- [The task]:
Would you write out the records below exactly as given?
(Source material)
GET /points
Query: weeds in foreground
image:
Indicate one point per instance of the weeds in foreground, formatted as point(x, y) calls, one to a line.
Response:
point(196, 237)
(End Source material)
- [Reply]:
GET /points
Query: weeds in foreground
image:
Indicate one point per instance of the weeds in foreground, formatted as point(x, y) calls, one to a line.
Response:
point(196, 237)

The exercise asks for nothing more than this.